## Reading text
--- START ---

Sunday, May 15, 2011

Reliance Industries-back to cooking subsidiary books?

Reliance Industries(both brothers) is known for many things, but transparent financial reporting is not one of them. Financial journalists(Hamish Mc Donald, S Gurmoorthy and a succession of others over the years) have revealed many of the accounting, legal and tax tactics used by Reliance, and indeed it is an open secret that many tax plugging provisions(like Minimum Alternate Tax) were brought in to counter the clever structuring by RIL. Though being India's 2nd largest corporate house has rubbed off positively, there is a long way to go. And nothing illustrates the need for continued monitoring than the example below.  Maybe other companies do the same/are worse but as India's premier corporate house, Reliance has a much bigger responsibility to uphold like Caesar's wife!!

Reliance Haryana SEZ has been incorporated to develop and operate Special Economic Zones (SEZs) in the State of Haryana. The project is at start up stage of development. In the 2009-10 Annual Report(http://www.ril.com/rportal1/DownloadLibUploads /8%20Reliance%20Haryana%20SEZ%20Limited.pdf), I noticed this unusual note(Note 8 Schedule O).

--- END ---

## Recorded information
--- START ---

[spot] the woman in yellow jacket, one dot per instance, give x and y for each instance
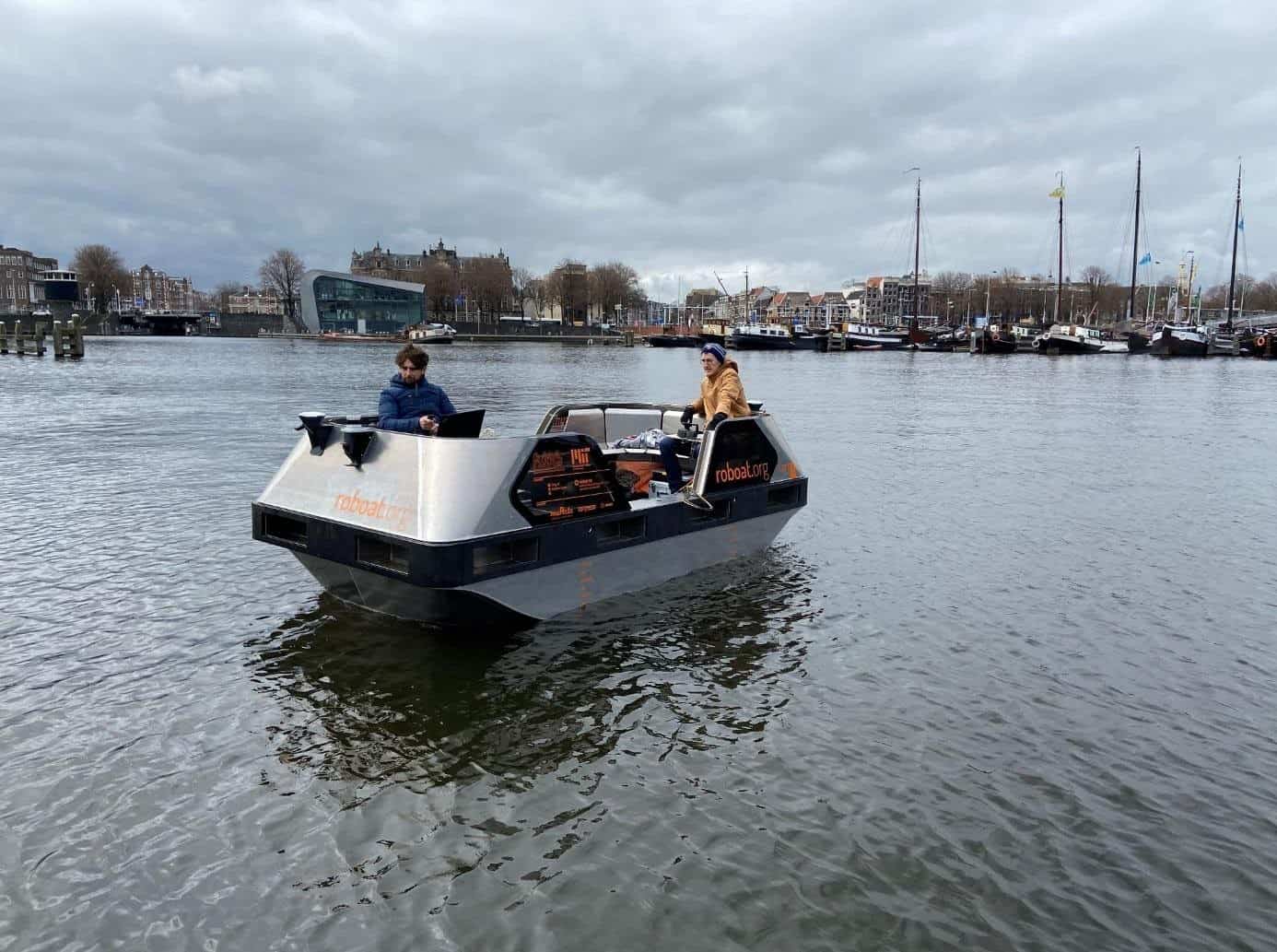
(721, 397)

--- END ---

## Complete the following
1 > Answer these about the Reliance post, one line each:
(a) Which tax provision does it name as brought in to counter RIL's structuring?
(b) What was Reliance Haryana SEZ incorporated to do?
(c) Which note in the 2009-10 Annual Report did the writer notice?
2 > Please rewrite everything in the Reliance post from "Reliance Industries(both brothers)" down to "like Caesar's wife!!", renaming "Caesar's wife" as "a judge".
3 > Write what comes next in the Reliance post, starting after its last sentence.
The listing was taken from a separate source.

## Responses in order
1 >
(a) Minimum Alternate Tax
(b) To develop and operate Special Economic Zones (SEZs) in the State of Haryana
(c) Note 8 Schedule O

2 >
Reliance Industries(both brothers) is known for many things, but transparent financial reporting is not one of them. Financial journalists(Hamish Mc Donald, S Gurmoorthy and a succession of others over the years) have revealed many of the accounting, legal and tax tactics used by Reliance, and indeed it is an open secret that many tax plugging provisions(like Minimum Alternate Tax) were brought in to counter the clever structuring by RIL. Though being India's 2nd largest corporate house has rubbed off positively, there is a long way to go. And nothing illustrates the need for continued monitoring than the example below.  Maybe other companies do the same/are worse but as India's premier corporate house, Reliance has a much bigger responsibility to uphold like a judge!!

3 >
During the year the Company has taken steps to consolidate the purchased land, constructed boundary wall around the notified SEZ land, undertaken land development activities, coordinated various government approvals etc. The developed land will be provided to the end users for various purposes, such as industrial activity, residential, commercial etc. Presently the intention of the Company is to provide substantial part of the land on long term lease with upfront lease premium which would qualify to be finance lease as per the requirement of Accounting Standard 19, ‘Accounting of Leases’. Accordingly the Company has been advised that it is appropriate to presently classify the entire land as inventory and also interest and finance charges of Rs.353 37 09 633 incurred during the year have been considered as part of inventory(emphasis added).

I feel this accounting treatment needs some analytical adjustment because given the uncertainty attached to the Haryana SEZ(and consequent likelihood of changes in plans), adding 3530 million Rs in inventory instead of expensing in P&L, does need some extra explanation.

I agree that without access to the underlying records, it is unfair to accuse the company of cooking the books. More so when auditors(whose experience probably exceeds my age!) have signed off on this treatment. But then, this intention driven accounting defies logic, specially of this order. And given that SR Batliboi(Indian affiliate of Big 4 firm E&Y) resigned from the audit in 2009-10,  an heightened standard of scrutiny should be applied. 

To be fair, they took a Rs 121Cr charge by following the prescribed(in an ICAI technical guide) non mandatory accounting treatment in an unrelated issue. But this does not right a mistake elsewhere.

Thursday, May 12, 2011

So why do corporates hate jury trials/court processes?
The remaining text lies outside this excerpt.